'''

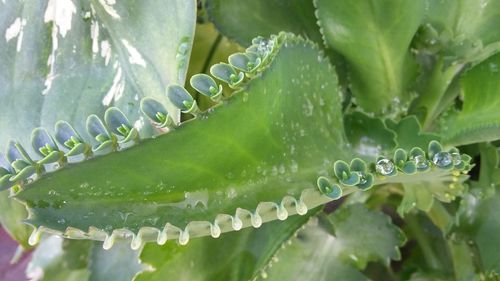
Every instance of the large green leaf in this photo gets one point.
(234, 256)
(479, 118)
(257, 159)
(463, 30)
(118, 264)
(374, 37)
(11, 213)
(68, 59)
(244, 20)
(369, 136)
(185, 176)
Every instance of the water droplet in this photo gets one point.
(162, 238)
(421, 162)
(442, 159)
(384, 167)
(281, 213)
(215, 230)
(237, 223)
(137, 242)
(362, 179)
(184, 237)
(456, 158)
(35, 237)
(301, 208)
(256, 220)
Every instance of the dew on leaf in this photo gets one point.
(384, 167)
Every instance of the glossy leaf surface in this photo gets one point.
(234, 256)
(479, 118)
(374, 37)
(69, 59)
(243, 21)
(274, 153)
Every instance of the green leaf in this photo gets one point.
(99, 55)
(242, 21)
(164, 184)
(463, 30)
(119, 263)
(11, 213)
(409, 133)
(310, 255)
(56, 259)
(233, 256)
(368, 136)
(416, 196)
(479, 118)
(375, 38)
(94, 60)
(362, 236)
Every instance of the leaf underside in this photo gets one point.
(184, 184)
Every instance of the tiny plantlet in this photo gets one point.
(229, 140)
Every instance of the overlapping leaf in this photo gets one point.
(479, 118)
(243, 21)
(374, 37)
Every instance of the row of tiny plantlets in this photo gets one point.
(362, 176)
(117, 132)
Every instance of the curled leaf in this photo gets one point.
(182, 99)
(227, 73)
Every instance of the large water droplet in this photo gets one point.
(456, 158)
(301, 208)
(442, 159)
(282, 213)
(384, 167)
(256, 220)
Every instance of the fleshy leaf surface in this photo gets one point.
(369, 136)
(275, 155)
(479, 118)
(374, 37)
(309, 255)
(362, 235)
(69, 59)
(243, 21)
(234, 256)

'''

§ STATED TASK: Please print all of the material above again, line for line and unchanged, leaving the pictures out.

§ TASK RESPONSE:
Every instance of the large green leaf in this photo gets one point.
(234, 256)
(479, 118)
(257, 159)
(463, 30)
(118, 264)
(374, 37)
(11, 213)
(68, 59)
(244, 20)
(369, 136)
(185, 176)
Every instance of the water droplet in this photo gets one point.
(162, 238)
(421, 162)
(442, 159)
(384, 167)
(281, 213)
(215, 230)
(237, 223)
(137, 242)
(362, 179)
(184, 237)
(456, 158)
(35, 237)
(301, 208)
(256, 220)
Every instance of the dew on leaf in this photo gets one point.
(384, 167)
Every instance of the glossy leaf surface in this photo gets one point.
(234, 256)
(479, 118)
(374, 37)
(69, 59)
(243, 21)
(274, 153)
Every instance of the green leaf in this photo gets one point.
(99, 55)
(242, 21)
(164, 184)
(463, 30)
(119, 263)
(11, 213)
(409, 133)
(310, 255)
(56, 259)
(233, 256)
(368, 136)
(416, 196)
(479, 118)
(375, 38)
(94, 60)
(362, 236)
Every instance of the leaf underside in this photo gets one point.
(184, 184)
Every instance of the tiny plantlet in this photo gets one point.
(229, 140)
Every instance of the overlapping leaf in this photo gets one point.
(479, 118)
(243, 21)
(374, 37)
Every instance of the row of tiny plantlets in this photo gets one point.
(362, 176)
(117, 132)
Every instance of the curled leaf in this photo gets one point.
(182, 99)
(227, 73)
Every instance of the large water droplet in this photo gets one point.
(456, 158)
(301, 208)
(442, 159)
(282, 213)
(384, 167)
(256, 220)
Every instance of the fleshy leaf surface in this photo gets one point.
(369, 136)
(275, 155)
(479, 118)
(374, 37)
(309, 255)
(362, 235)
(69, 59)
(243, 21)
(234, 256)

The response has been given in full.